→ Written instruction:
Repeat exactly each line of the data provided below.

→ Stored entries:
******

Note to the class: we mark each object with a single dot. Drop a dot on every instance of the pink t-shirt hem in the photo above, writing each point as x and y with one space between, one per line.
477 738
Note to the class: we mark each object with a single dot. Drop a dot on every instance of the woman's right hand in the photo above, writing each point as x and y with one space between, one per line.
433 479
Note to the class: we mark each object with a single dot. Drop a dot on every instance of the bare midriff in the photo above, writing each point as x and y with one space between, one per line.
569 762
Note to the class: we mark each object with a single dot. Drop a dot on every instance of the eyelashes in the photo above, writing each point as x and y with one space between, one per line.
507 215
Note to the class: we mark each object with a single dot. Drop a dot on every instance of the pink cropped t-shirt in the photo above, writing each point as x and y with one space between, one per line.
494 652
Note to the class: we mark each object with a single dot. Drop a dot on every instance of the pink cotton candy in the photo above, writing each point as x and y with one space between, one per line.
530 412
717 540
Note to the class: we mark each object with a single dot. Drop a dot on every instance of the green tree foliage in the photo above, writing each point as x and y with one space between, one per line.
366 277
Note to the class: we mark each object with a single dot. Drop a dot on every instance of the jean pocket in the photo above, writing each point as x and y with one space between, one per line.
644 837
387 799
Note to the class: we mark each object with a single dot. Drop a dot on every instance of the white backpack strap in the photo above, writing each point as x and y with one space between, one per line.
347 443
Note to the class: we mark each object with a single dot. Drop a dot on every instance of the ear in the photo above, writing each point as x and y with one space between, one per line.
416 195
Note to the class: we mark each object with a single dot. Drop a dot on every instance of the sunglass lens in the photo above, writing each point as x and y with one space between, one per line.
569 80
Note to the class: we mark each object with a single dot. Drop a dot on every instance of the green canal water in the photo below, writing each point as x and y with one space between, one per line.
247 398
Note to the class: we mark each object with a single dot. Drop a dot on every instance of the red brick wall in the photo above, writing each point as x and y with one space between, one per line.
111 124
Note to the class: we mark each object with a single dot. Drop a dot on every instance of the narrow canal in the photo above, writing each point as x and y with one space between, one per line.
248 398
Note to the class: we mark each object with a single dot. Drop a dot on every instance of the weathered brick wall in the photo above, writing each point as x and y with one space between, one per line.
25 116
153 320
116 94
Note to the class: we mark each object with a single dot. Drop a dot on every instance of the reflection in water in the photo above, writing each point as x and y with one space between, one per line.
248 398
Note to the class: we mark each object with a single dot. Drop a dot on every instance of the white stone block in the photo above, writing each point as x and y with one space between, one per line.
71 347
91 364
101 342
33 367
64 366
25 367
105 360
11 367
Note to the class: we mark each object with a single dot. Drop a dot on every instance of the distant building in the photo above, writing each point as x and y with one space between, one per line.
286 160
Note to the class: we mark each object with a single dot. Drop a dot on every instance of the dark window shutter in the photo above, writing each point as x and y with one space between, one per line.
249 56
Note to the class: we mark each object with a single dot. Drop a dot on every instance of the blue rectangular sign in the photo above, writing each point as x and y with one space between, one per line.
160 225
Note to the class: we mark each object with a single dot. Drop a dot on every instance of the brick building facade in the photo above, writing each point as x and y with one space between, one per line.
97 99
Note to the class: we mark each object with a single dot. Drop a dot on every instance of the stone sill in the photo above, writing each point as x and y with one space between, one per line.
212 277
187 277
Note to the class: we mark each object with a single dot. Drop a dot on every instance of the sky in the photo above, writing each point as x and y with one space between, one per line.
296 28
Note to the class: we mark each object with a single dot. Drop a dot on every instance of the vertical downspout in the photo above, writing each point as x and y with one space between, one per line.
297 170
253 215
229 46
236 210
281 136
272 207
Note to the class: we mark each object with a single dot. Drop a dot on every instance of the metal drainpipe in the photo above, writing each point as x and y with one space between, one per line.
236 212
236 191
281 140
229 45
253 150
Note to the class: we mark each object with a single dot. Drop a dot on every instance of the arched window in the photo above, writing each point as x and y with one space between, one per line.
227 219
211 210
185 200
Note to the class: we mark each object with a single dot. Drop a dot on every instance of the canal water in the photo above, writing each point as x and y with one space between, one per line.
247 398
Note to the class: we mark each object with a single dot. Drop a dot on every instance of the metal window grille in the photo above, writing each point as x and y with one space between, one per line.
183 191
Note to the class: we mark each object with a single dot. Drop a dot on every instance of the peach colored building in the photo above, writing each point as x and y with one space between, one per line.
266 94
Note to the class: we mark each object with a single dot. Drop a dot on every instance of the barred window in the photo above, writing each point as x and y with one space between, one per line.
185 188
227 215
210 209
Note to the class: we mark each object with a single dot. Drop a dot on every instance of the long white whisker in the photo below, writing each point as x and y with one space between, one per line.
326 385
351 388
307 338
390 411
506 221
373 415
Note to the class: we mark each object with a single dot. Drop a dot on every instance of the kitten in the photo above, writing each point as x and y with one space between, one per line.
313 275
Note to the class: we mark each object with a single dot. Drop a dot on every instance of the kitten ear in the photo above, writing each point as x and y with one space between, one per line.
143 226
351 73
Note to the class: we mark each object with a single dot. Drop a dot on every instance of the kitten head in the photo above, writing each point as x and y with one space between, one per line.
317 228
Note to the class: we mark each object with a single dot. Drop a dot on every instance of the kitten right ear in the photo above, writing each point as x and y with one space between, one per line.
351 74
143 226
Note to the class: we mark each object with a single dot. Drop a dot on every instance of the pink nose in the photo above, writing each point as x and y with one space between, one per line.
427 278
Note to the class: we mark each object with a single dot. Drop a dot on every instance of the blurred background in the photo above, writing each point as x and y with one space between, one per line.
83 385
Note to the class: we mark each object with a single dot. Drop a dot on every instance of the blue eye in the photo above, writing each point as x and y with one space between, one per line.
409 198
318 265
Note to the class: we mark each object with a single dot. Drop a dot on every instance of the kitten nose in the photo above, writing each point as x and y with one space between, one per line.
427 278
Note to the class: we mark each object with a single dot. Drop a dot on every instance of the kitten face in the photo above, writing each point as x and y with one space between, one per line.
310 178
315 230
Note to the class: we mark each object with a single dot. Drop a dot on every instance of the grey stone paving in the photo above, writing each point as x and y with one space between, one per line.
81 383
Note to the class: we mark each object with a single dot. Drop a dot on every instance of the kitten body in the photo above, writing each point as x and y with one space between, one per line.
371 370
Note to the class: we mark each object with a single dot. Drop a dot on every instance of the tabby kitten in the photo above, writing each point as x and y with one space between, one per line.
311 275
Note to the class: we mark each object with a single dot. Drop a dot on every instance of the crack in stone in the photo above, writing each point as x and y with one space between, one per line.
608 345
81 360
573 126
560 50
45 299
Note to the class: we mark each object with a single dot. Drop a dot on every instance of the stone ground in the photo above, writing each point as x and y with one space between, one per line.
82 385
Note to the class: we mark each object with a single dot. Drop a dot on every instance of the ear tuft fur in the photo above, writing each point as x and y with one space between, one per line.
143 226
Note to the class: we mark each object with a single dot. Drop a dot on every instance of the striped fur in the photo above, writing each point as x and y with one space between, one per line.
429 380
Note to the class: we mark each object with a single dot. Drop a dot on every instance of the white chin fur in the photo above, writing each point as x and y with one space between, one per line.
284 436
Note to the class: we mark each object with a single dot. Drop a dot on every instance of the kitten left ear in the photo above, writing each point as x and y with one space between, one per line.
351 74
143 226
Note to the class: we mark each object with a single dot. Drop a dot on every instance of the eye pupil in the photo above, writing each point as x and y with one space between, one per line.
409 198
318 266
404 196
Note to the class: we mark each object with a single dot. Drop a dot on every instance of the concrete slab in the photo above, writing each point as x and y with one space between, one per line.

******

→ Result:
Note to the class: we mark each object with a single dot. Drop a dot on every instance of the pink t-shirt hem in the photo above, writing each point as x and y with one space between, one per line.
477 738
Note to the class: we mark each object with a single dot. Drop a dot on every instance of the woman's right hand in the photo above, writing each point as x and y with one space between, one per line.
433 479
Note to the class: we mark each object with a single dot. Drop a dot on every instance of the bare midriff in the photo above, writing each point as x and y with one space between, one per line.
569 762
Note to the class: we mark each object with a single dot. Drop a dot on every instance of the eyelashes in the photo above, writing each point as x and y with one space between, one per line.
507 215
Note to the class: we mark each object with a single dot. Drop a dot on every instance of the pink cropped t-shirt in the photo above, writing each point as x and y with one space between, one per line.
494 652
Note to the class: we mark each object with a single dot. Drop a dot on every instance of the pink cotton candy in the photo above, writing each point as x and y with one space between, one per line.
530 412
717 540
Note to the class: we mark each object with a single dot. Drop a dot on every instance of the green tree foliage in the photo above, writing each point as x and y with one space between, one per line.
366 277
Note to the class: we mark each object with a single dot. Drop a dot on every instance of the jean pocket in the photo above, writing each point as x and y with one space between, one per line.
644 837
387 799
Note to the class: we mark each object with a single dot. Drop a dot on every instance of the white backpack strap in the photo above, writing each point as x and y with one space between, one per line.
347 443
Note to the class: we mark each object with a single dot. Drop a dot on every instance of the ear in the photo above, writing each point as x and y with one space between, one per line.
416 195
Note to the class: we mark each object with a single dot. Drop a dot on every instance of the sunglass lens in the photo above, writing each point as x and y with one space between, one per line.
569 80
Note to the class: we mark each object with a single dot. Drop a dot on every instance of the green canal water in the photo below, writing each point as x and y with one space between, one per line.
247 398
Note to the class: we mark each object with a single dot. Drop a dot on every instance of the red brick wall in the photo above, writing each point as x and y with one space between, one per line.
111 124
Note to the class: we mark each object with a single dot. Drop a dot on every instance of the narrow canal in the photo above, writing each point as x and y with one space between, one per line.
248 398
Note to the class: we mark each object with a single dot. Drop a dot on every instance of the weathered brick wall in the photo above, writing each point as x and y with one space between, one per line.
25 116
153 320
116 94
Note to the class: we mark each object with a single dot. Drop a dot on every instance of the reflection in water in the photo above, writing each point as x and y with one space between, one per line.
248 398
Note to the class: we mark each object with a single dot. Drop a dot on every instance of the white stone block in the photo above, writing each point as x and y with one space between, one per line.
71 347
91 364
101 342
33 367
64 366
25 367
105 360
11 367
Note to the class: we mark each object with a single dot. Drop a dot on every instance of the distant building in the photo above, writing each point as x and y with one space between, one per line.
286 160
Note to the class: we mark each object with a single dot. Drop a dot on every instance of the dark window shutter in the photo above, writing each point as x and y with one space between, one per line.
249 56
Note to the class: we mark each object with a single dot. Drop a dot on every instance of the blue rectangular sign in the photo above, writing each point as x and y with one space between, one per line.
160 225
Note to the class: we mark each object with a single dot. Drop a dot on every instance of the brick building facade in the photo above, writing each point as x and y with one space between, one per line.
97 99
Note to the class: we mark each object with a single dot. Drop a dot on every instance of the stone sill in the photo above, writing each point as x and y with one space between, one per line.
212 277
187 277
Note to the class: we mark each object with a single dot. Drop a dot on every instance of the sky in the photo above, writing each point as x and y with one space between, one per line.
296 28
Note to the class: we mark each object with a single dot. Drop a dot on every instance of the vertical downspout in the photo above, writing each point as x and y with one space between, one per line.
297 170
253 215
229 46
236 210
281 136
272 207
Note to the class: we mark each object with a single dot. Drop a dot on every instance of the metal drainpipe in the photo above, writing each point as x and y with one space between, one per line.
236 212
236 191
281 140
229 45
253 150
Note to the class: we mark each object with a single dot. Drop a dot on every instance of the arched window in the photo above, writing each point as x and y with one space between, one per line.
227 219
211 210
185 200
Note to the class: we mark each object with a single dot. Drop a dot on every instance of the canal water in the photo above, writing each point as x and y with one space between, one per line.
247 398
Note to the class: we mark each object with a single dot. Drop a dot on every instance of the metal window grille in the photo above, writing each point as x and y with one space between, one per line.
183 191
Note to the class: we mark each object with a single dot. Drop a dot on every instance of the peach colored building in the photo above, writing each point as x and y with one space between, one per line.
266 94
Note to the class: we mark each object with a single dot. Drop a dot on every instance of the barred window in the photo above, writing each point as x and y with one space between, one per line.
185 188
227 215
210 209
Note to the class: we mark each object with a single dot. Drop a dot on every instance of the long white whisker in the photo below, writing each point as x and y with one space between, one per line.
326 385
351 388
307 338
390 411
506 221
373 415
Note to the class: we mark each object with a single dot. Drop a dot on every instance of the kitten in the photo above, writing each point as x and y with one space between, one per line.
313 275
Note to the class: we mark each object with a single dot. Drop a dot on every instance of the kitten ear in the photo above, writing each point as x and y with one space between, one per line.
143 226
351 73
Note to the class: we mark each object with a single dot. Drop a dot on every instance of the kitten head in the photo above, writing each point as x and y with one space between, one per line.
317 228
Note to the class: we mark each object with a single dot. Drop a dot on every instance of the kitten right ear in the photo above, writing each point as x and y with one space between, one per line.
351 74
143 226
Note to the class: we mark each object with a single dot. Drop a dot on every instance of the pink nose in the photo above, writing each point as x and y with one space between, one per line.
427 278
Note to the class: we mark each object with a single dot. Drop a dot on every instance of the blurred background in the photo above, writing each point as x and y with one space between, one per line.
83 385
Note to the class: we mark each object with a single dot. Drop a dot on every instance of the blue eye in the photo above, writing each point as x and y with one space between, one per line.
409 198
318 265
Note to the class: we mark each object with a single dot. Drop a dot on every instance of the kitten nose in the photo above, writing each point as x and y with one space between, one per line.
427 278
Note to the class: we mark each object with a single dot. Drop a dot on every instance of the kitten face in the photo above, writing each point as x and y with one space between, one per line.
310 178
315 230
Note to the class: we mark each object with a single dot. Drop a dot on every instance of the grey stone paving in the photo above, writing each point as x and y with one space between, one per line.
81 383
Note to the class: we mark each object with a single dot. Drop a dot on every instance of the kitten body in the photo above, writing each point as x and y with one space between, one per line.
371 370
Note to the class: we mark each object with a single dot. Drop a dot on every instance of the tabby kitten in the photo above, writing each point as x and y with one space between, one per line.
311 275
Note to the class: we mark each object with a single dot. Drop a dot on every instance of the crack in stone in the photo above, writing each point as x and y with one space between, one per line.
608 345
81 360
573 126
560 50
45 299
Note to the class: we mark each object with a single dot. Drop a dot on every instance of the stone ground in the photo above, writing each point as x and y with one space between, one per line.
82 385
Note to the class: we mark each object with a single dot. Drop a dot on every instance of the ear tuft fur in the photo above, writing each point as x and y with one space between, one per line.
143 226
Note to the class: we mark each object with a single dot. Drop a dot on every instance of the striped fur in the photo above, writing each point as x and y with one space between, one per line.
429 380
Note to the class: we mark each object with a single dot. Drop a dot on every instance of the white chin fur in the photo above, writing each point as x and y with one space between, one per line.
284 436
Note to the class: we mark each object with a single dot. Drop a dot on every instance of the kitten left ear in the photo above, writing each point as x and y with one space between, one per line.
351 74
143 226
Note to the class: we mark each object with a single dot. Drop a dot on every instance of the eye pupil in the photo above, writing each point as x and y with one space between, one per line.
409 198
318 266
404 196
Note to the class: we mark each object with a single dot. Drop a dot on every instance of the concrete slab in the photo above, writing each point as x and y with one space between, one per line.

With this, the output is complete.